> PROBLEM DESCRIPTION: Copy out exactly the lines from the line containing "Target: blurred wooden structure" to the end of the listing.

[Location identification items]
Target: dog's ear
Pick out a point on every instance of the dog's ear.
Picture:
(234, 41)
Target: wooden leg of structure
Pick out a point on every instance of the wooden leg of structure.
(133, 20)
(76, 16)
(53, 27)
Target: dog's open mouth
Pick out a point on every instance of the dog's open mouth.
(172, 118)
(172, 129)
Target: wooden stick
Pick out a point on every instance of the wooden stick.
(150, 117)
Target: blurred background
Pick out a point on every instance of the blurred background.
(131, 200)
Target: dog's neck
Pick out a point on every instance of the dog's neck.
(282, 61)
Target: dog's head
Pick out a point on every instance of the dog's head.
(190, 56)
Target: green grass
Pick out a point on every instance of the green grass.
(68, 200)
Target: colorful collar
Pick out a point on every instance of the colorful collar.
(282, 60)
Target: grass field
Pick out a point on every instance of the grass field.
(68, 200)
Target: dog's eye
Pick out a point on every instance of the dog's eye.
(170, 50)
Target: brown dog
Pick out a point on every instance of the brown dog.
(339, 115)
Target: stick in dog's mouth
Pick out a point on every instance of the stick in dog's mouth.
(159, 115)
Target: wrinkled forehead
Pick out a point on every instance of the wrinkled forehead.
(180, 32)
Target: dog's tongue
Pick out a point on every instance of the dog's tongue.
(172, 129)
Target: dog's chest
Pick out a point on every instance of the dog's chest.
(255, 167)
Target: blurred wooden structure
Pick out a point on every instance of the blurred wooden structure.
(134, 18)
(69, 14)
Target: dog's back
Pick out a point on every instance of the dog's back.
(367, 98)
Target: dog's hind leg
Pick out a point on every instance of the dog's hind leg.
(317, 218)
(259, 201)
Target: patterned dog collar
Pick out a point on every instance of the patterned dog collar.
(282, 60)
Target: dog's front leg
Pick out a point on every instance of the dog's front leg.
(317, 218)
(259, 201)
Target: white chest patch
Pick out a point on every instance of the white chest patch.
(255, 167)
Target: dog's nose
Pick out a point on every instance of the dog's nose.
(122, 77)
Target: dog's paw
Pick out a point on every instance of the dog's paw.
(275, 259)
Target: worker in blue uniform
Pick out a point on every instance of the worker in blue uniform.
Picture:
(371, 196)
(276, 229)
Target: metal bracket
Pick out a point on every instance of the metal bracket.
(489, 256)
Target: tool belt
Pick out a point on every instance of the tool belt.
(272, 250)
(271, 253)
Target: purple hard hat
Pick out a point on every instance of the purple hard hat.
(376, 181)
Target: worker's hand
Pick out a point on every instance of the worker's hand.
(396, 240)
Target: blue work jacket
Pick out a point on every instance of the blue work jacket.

> REPLY:
Target: blurred wooden structure
Pick out a point on every instance of the blurred wooden structure.
(134, 18)
(69, 14)
Target: dog's back
Pick out a point on every instance of the dog's back.
(367, 98)
Target: dog's hind leg
Pick out a point on every instance of the dog's hind leg.
(317, 218)
(259, 201)
Target: patterned dog collar
Pick out a point on every instance of the patterned dog collar.
(282, 60)
Target: dog's front leg
Pick out a point on every instance of the dog's front leg.
(317, 218)
(259, 201)
Target: white chest patch
Pick out a point on every instance of the white chest patch.
(255, 167)
Target: dog's nose
Pick out a point on every instance of the dog's nose.
(122, 77)
Target: dog's paw
Pick out a point on every instance of the dog's paw.
(275, 259)
Target: worker in blue uniform
Pick out a point on every instance of the worker in blue uniform.
Picture:
(371, 196)
(276, 229)
Target: metal bracket
Pick out a point on every instance of the metal bracket.
(489, 256)
Target: tool belt
Pick out a point on every instance of the tool belt.
(272, 250)
(271, 253)
Target: purple hard hat
Pick out a point on every instance of the purple hard hat.
(376, 181)
Target: worker's hand
Pick out a point on every instance of the worker's hand.
(396, 240)
Target: blue work jacket
Pick out a point on every instance of the blue work jacket.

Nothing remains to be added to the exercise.